- **Page extract**:
*** Block opens ***

Covid-hit SMEs get business interruption insurance lifeline
Thousands of small businesses will have their claims coronavirus business interruption loss claims paid after the Supreme Court substantially allowed the FCA’s appeal on behalf of policy holders.
In today’s landmark ruling, the Supreme Court dismissed appeals from six insurers. Their ruling that insurance clauses offering cover for notifiable diseases extended to losses resulting from Covid-19 means small businesses forced to shut their doors during the first lockdown will now have their business interruption (BI) claims paid.
“Coronavirus is causing substantial loss and distress to businesses and many are under immense financial strain to stay afloat,” explained Sheldon Mills from the Financial Conduct Authority (FCA), which brought the original test case to clarify policy wordings that many insurers had used to deny cover to affected businesses.
“We will be working with insurers to ensure that they now move quickly to pay claims that the judgment says should be paid, making interim payments wherever possible. Insurers should also communicate directly and quickly with policyholders who have made claims affected by the judgment to explain next steps,” Mills added.
Many small businesses in the leisure, property and hospitality industries had to close or suffered losses that prompted them to make claims under their BI policies during 2020. However, thousands of policy holders were left empty-handed as most small business policies concentrated on property damage and not on unprecedented scenarios like a global pandemic.
In order to clarify the contractual uncertainty for policyholders and insurers, the FCA selected a representative sample of 21 types of policy issued by eight insurers. The FCA identified 370,000 policyholders that may be affected by the outcome of the test case.
The case was not intended to encompass all disputes, but the ruling provides a basis for insurers and policy owners to determine how much is payable under individual policies.
Today’s ruling follows on from the High Court's judgement in September that resolved some issues, but neither the FCA nor the insurers could reach an agreement.
While working with insurers to ensure claims are rapidly settled, the FCA added that each policy will need to be considered against the detailed judgment .
Claims need paid as quick as possible
MP Mel Stride and chair of the Commons Treasury select committee said the Supreme Court ruling will “provide a lifeline” for many businesses struggling through the pandemic. He backed the FCA’s undertaking to ensure that “valid claims are paid by insurers as quickly as possible”.
Offering a similar message, BDO’s Richard Cameron-Williams recognised that the judgement gives finality to the framework for interpreting the cover afforded by the policies, but warned that the industry still faces a huge challenge in working through the vast numbers of claims.
Rafi Saville, forensic partner at accountancy firm HW Fisher, said the ruling could have a ripple effect for the entire marketplace, with its conclusions likely to extend to other affected claims.
“Businesses who think they have a claim to make should consult their insurance documentation with a view to understanding whether their Covid related losses will be covered and start the claim process,” Saville said.
“We understand that policies covering ‘notifiable diseases’ will be covered under the ruling, so that is what businesses should be looking out for on their documentation.”
When Bill Mew wrote about the looming Supreme Court case on AccountingWEB back in November last year, he questioned the extent to which businesses can rely on insurers to cover black swan events: “Not all black swan events are entirely unforeseen, but interpreting signals among the background noise can be almost impossible even when we are risk-aware. Unfortunately, few organisations are sufficiently risk-aware or able to spot the signals – even when clear warnings are made.”

*** Block closes ***

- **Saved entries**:
*** Block opens ***

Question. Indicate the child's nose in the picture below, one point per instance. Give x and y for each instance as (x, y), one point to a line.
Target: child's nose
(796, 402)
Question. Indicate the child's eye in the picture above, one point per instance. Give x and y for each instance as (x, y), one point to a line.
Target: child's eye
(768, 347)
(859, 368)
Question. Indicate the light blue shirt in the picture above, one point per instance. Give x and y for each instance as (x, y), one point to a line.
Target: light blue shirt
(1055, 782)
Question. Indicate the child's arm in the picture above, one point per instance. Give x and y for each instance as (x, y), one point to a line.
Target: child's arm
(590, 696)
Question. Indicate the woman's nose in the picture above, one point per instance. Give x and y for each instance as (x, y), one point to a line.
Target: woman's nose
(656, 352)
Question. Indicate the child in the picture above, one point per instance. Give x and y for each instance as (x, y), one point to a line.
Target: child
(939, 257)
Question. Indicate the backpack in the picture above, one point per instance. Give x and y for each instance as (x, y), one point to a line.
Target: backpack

*** Block closes ***

- **Questions to answer**:
[A] List every person named in the article on the business interruption ruling.
[B] Return the text of the article on the business interruption ruling between "In order to" and "under individual policies.", inclusive.
The rows above are separate material and not part of the article.

- **Answers for the tasks**:
[A] Sheldon Mills, Mel Stride, Richard Cameron-Williams, Rafi Saville, Bill Mew

[B]
In order to clarify the contractual uncertainty for policyholders and insurers, the FCA selected a representative sample of 21 types of policy issued by eight insurers. The FCA identified 370,000 policyholders that may be affected by the outcome of the test case.
The case was not intended to encompass all disputes, but the ruling provides a basis for insurers and policy owners to determine how much is payable under individual policies.